═════ Material to process

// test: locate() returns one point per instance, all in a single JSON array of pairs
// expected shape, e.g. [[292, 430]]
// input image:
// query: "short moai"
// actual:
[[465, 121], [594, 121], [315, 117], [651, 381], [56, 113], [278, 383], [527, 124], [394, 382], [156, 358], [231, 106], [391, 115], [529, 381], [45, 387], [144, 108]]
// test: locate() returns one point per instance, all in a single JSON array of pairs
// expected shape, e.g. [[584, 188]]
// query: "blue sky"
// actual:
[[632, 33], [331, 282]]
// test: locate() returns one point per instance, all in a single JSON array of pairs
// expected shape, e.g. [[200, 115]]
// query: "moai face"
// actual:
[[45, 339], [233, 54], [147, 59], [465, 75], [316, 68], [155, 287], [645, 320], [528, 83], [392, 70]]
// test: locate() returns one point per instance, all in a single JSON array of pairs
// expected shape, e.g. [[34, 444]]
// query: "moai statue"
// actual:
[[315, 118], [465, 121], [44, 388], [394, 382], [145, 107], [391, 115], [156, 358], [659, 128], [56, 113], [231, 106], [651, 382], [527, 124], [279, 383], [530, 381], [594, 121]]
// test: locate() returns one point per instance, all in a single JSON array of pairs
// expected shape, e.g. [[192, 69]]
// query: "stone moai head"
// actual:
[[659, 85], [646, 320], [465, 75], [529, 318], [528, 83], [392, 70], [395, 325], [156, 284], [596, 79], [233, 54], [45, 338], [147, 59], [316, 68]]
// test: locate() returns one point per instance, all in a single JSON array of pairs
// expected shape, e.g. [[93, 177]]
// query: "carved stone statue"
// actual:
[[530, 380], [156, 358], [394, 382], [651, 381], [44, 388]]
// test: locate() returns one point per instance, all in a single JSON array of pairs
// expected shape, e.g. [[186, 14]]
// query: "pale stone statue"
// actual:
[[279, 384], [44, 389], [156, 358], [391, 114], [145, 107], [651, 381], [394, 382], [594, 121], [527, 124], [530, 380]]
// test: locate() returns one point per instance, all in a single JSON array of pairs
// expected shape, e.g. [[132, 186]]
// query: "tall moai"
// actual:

══════════

Prompt: Set down each line of the data precisely as it appears above.

Response to the task:
// test: locate() returns one point per instance, all in a single JSON array of pairs
// expected shape, e.g. [[292, 430]]
// input image:
// query: "short moai"
// actual:
[[465, 121], [594, 121], [315, 117], [651, 381], [56, 113], [278, 383], [527, 124], [394, 382], [156, 358], [231, 106], [391, 115], [529, 381], [45, 387], [144, 108]]
// test: locate() returns one point per instance, all in a single JSON array of pairs
// expected shape, e.g. [[584, 188]]
// query: "blue sky"
// actual:
[[632, 33], [331, 282]]
// test: locate() returns one point per instance, all in a single JSON array of pairs
// expected shape, e.g. [[200, 115]]
// query: "moai face"
// actual:
[[45, 339], [233, 54], [147, 59], [465, 75], [316, 68], [155, 287], [645, 320], [528, 83], [392, 70]]
// test: locate() returns one point per instance, all in a single JSON array of pairs
// expected shape, e.g. [[34, 444]]
// query: "moai statue"
// actual:
[[315, 118], [465, 121], [44, 388], [394, 382], [145, 107], [391, 115], [156, 358], [659, 128], [56, 113], [231, 106], [651, 382], [527, 124], [279, 383], [530, 381], [594, 121]]
// test: locate() returns one point per instance, all in a single JSON array of pairs
// expected shape, e.g. [[192, 69]]
// query: "stone moai head"
// actual:
[[659, 85], [646, 320], [465, 75], [529, 318], [528, 83], [392, 70], [395, 325], [156, 284], [596, 79], [233, 54], [45, 338], [147, 59], [316, 68]]
// test: locate() returns one point per instance, all in a single JSON array of pairs
// expected shape, e.g. [[93, 177]]
// query: "carved stone statue"
// actual:
[[530, 380], [156, 358], [394, 382], [651, 381], [44, 388]]
// test: locate() returns one point per instance, all in a single JSON array of pairs
// expected shape, e.g. [[186, 14]]
// query: "pale stone statue"
// actual:
[[279, 384], [44, 389], [156, 358], [391, 114], [145, 107], [651, 381], [394, 382], [594, 121], [527, 124], [530, 380]]
// test: locate() returns one point per instance, all in a single JSON array of pairs
// expected shape, e.g. [[132, 186]]
// query: "tall moai"
// actual:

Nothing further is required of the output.